-- Goal --
Convert every line of the entries below into a Markdown table with two columns, Index for the row number and Content for the line, and omit any blank lines.

-- Provided entries --
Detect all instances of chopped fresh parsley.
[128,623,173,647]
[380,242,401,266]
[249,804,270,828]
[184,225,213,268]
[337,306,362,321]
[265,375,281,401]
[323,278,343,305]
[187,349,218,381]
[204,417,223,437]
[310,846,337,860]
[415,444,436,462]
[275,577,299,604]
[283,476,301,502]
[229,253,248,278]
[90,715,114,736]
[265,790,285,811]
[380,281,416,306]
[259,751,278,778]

-- Solution --
| Index | Content |
|---|---|
| 1 | Detect all instances of chopped fresh parsley. |
| 2 | [128,623,173,647] |
| 3 | [380,242,401,266] |
| 4 | [249,804,270,828] |
| 5 | [184,225,213,268] |
| 6 | [337,306,362,321] |
| 7 | [265,375,281,401] |
| 8 | [323,278,343,305] |
| 9 | [187,349,218,381] |
| 10 | [204,417,223,437] |
| 11 | [310,846,337,860] |
| 12 | [415,444,436,462] |
| 13 | [275,577,299,604] |
| 14 | [283,476,301,502] |
| 15 | [229,253,248,278] |
| 16 | [90,715,114,736] |
| 17 | [265,790,285,811] |
| 18 | [380,281,416,306] |
| 19 | [259,751,278,778] |